EXTRAIT DU DOCUMENT =>

⟨

D’où viennent les huiles végétales que vous utilisez ?
Elles ne sont pas locales et ne viennent pas toutes de France. En effet, il y a certaines matières que nous ne produisons pas en France pour toutes sortes de raisons, telles que l’environnement et la météo. Nous les choisissons biologiques, équitables et elles sont toutes issues de l’agriculture biologique et d’une culture raisonnée.
Lorsque nous le pouvons, bien sûr, nous nous fournissons en France pour, par exemple, l’huile de pépins de raisin, le chanvre, le tournesol et la cire d’abeille. Nos argiles et nos plantes viennent quant à elles de France.
Vous avez, semble-t-il, une gamme importante.

⟩

Entrées enregistrées:
⟨

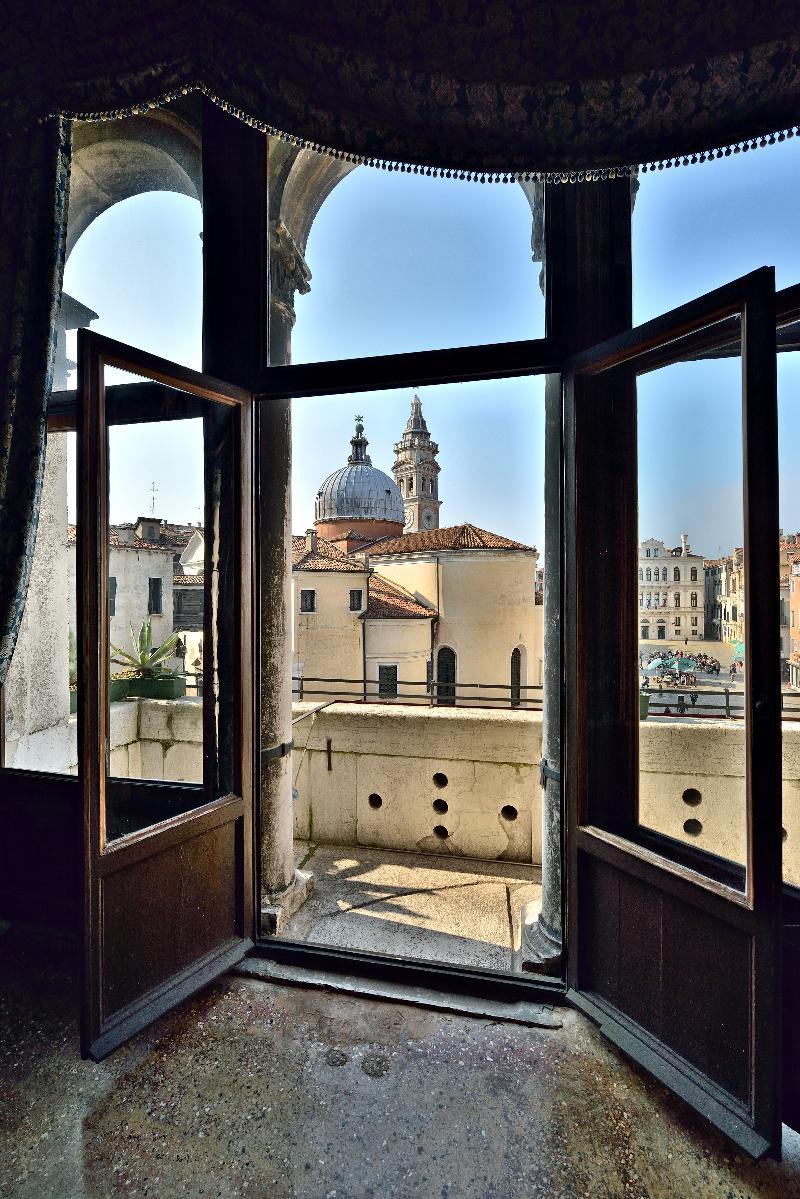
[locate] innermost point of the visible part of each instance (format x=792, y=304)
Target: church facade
x=389, y=606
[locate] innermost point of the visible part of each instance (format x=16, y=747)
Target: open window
x=168, y=887
x=673, y=950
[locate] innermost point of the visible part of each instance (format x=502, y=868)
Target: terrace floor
x=254, y=1089
x=414, y=905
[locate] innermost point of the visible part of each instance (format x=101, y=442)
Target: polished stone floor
x=262, y=1090
x=414, y=905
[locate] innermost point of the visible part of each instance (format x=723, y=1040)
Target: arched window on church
x=446, y=676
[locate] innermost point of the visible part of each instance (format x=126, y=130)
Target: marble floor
x=414, y=905
x=254, y=1089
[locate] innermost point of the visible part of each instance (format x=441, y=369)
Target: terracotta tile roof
x=388, y=601
x=326, y=556
x=121, y=537
x=465, y=536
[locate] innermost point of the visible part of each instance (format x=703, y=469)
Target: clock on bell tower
x=416, y=473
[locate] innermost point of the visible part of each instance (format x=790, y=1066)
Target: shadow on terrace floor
x=256, y=1089
x=414, y=905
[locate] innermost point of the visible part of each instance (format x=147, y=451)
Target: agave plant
x=145, y=661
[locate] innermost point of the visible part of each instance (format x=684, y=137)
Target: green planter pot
x=156, y=688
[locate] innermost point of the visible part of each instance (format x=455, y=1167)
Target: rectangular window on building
x=388, y=681
x=155, y=597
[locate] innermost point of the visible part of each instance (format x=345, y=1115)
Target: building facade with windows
x=446, y=615
x=672, y=592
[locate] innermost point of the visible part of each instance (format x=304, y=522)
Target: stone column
x=588, y=273
x=238, y=343
x=283, y=887
x=542, y=933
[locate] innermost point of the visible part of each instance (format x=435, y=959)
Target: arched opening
x=446, y=676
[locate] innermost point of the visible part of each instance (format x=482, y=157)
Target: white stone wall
x=487, y=608
x=132, y=568
x=491, y=759
x=404, y=644
x=152, y=739
x=483, y=761
x=37, y=687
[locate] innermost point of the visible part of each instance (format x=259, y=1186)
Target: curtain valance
x=505, y=86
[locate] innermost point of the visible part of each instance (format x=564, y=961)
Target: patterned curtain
x=558, y=86
x=34, y=182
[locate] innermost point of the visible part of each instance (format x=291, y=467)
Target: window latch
x=546, y=771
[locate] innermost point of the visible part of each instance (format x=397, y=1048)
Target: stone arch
x=112, y=161
x=518, y=672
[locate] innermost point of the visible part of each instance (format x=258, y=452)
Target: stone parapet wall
x=437, y=781
x=155, y=739
x=392, y=767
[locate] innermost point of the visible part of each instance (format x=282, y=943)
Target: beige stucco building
x=672, y=592
x=429, y=615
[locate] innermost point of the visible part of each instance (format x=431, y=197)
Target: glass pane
x=788, y=383
x=156, y=598
x=396, y=263
x=40, y=693
x=691, y=606
x=416, y=784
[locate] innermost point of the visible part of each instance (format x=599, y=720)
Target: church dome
x=359, y=490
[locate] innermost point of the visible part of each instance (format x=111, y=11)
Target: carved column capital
x=288, y=272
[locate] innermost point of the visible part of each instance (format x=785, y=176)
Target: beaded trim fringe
x=473, y=176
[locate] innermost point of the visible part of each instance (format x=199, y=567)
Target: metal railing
x=714, y=704
x=437, y=694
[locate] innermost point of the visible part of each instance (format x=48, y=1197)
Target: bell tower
x=416, y=473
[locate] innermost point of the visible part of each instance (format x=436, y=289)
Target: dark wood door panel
x=653, y=957
x=161, y=913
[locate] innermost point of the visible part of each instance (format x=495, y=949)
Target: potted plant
x=149, y=678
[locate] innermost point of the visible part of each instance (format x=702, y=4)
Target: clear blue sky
x=407, y=263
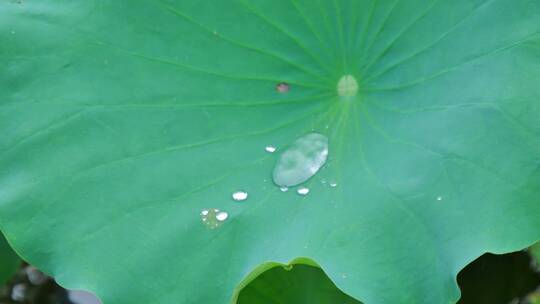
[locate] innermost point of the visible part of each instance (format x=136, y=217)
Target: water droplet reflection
x=301, y=160
x=303, y=191
x=213, y=218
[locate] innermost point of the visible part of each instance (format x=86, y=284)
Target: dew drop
x=270, y=149
x=18, y=292
x=301, y=160
x=347, y=86
x=221, y=216
x=213, y=218
x=240, y=196
x=282, y=87
x=303, y=191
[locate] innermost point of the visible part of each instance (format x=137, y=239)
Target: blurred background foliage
x=512, y=278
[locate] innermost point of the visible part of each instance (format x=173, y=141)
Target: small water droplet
x=270, y=149
x=213, y=218
x=303, y=191
x=221, y=216
x=18, y=292
x=301, y=160
x=240, y=196
x=282, y=87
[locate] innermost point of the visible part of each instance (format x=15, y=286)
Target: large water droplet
x=301, y=160
x=240, y=196
x=302, y=191
x=347, y=86
x=213, y=218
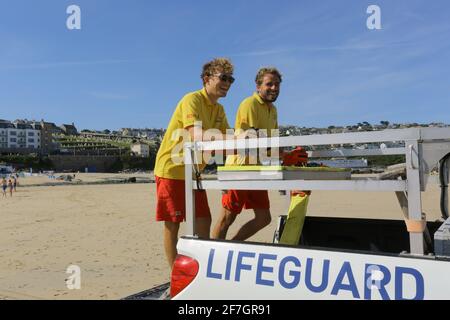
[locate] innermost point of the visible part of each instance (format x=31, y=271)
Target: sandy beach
x=110, y=232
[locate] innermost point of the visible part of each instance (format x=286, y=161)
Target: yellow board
x=295, y=220
x=280, y=168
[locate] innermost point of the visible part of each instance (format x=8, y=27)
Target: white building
x=141, y=149
x=19, y=135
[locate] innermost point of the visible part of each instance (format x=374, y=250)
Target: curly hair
x=266, y=70
x=216, y=65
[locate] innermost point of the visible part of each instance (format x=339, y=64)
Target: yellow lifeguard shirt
x=193, y=107
x=253, y=112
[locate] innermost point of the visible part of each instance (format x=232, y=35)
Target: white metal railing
x=411, y=138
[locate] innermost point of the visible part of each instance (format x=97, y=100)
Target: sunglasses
x=225, y=78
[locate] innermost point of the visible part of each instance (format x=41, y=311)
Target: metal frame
x=411, y=138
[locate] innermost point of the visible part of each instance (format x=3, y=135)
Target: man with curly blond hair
x=255, y=112
x=199, y=110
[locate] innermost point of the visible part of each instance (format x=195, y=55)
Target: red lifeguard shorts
x=170, y=201
x=236, y=200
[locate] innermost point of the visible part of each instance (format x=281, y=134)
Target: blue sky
x=133, y=60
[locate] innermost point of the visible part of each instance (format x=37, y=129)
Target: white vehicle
x=336, y=258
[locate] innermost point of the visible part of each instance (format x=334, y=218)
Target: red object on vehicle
x=297, y=157
x=184, y=270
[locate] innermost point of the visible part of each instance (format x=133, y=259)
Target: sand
x=109, y=231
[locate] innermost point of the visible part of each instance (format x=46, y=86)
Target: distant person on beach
x=4, y=186
x=255, y=112
x=201, y=110
x=15, y=182
x=10, y=185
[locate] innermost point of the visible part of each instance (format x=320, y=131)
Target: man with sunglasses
x=197, y=110
x=255, y=112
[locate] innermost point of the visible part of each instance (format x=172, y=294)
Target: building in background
x=141, y=149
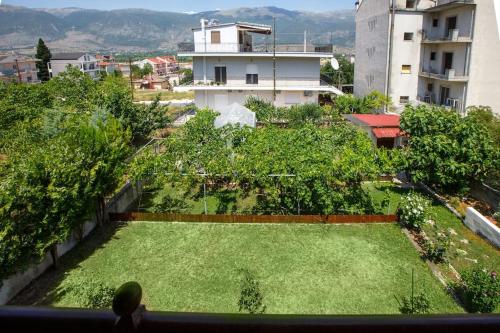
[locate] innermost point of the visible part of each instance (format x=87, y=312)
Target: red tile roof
x=386, y=132
x=378, y=120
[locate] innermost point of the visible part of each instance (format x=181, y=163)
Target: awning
x=386, y=132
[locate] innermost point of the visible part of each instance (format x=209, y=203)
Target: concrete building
x=229, y=66
x=18, y=68
x=85, y=62
x=444, y=52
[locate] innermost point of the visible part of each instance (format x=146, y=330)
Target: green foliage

⟩

CONSIGNES DE L'EXERCICE =>
- A) D'après le passage sur les huiles végétales, d'où viennent les argiles et les plantes ?
- B) Reprenez le passage sur les huiles végétales en commençant par « Elles ne sont » et en allant jusqu'à « d’une culture raisonnée. », en substituant « le climat » à « la météo ».

RÉPONSES PAR CONSIGNE =>
- A) Elles viennent de France.

- B)
Elles ne sont pas locales et ne viennent pas toutes de France. En effet, il y a certaines matières que nous ne produisons pas en France pour toutes sortes de raisons, telles que l’environnement et le climat. Nous les choisissons biologiques, équitables et elles sont toutes issues de l’agriculture biologique et d’une culture raisonnée.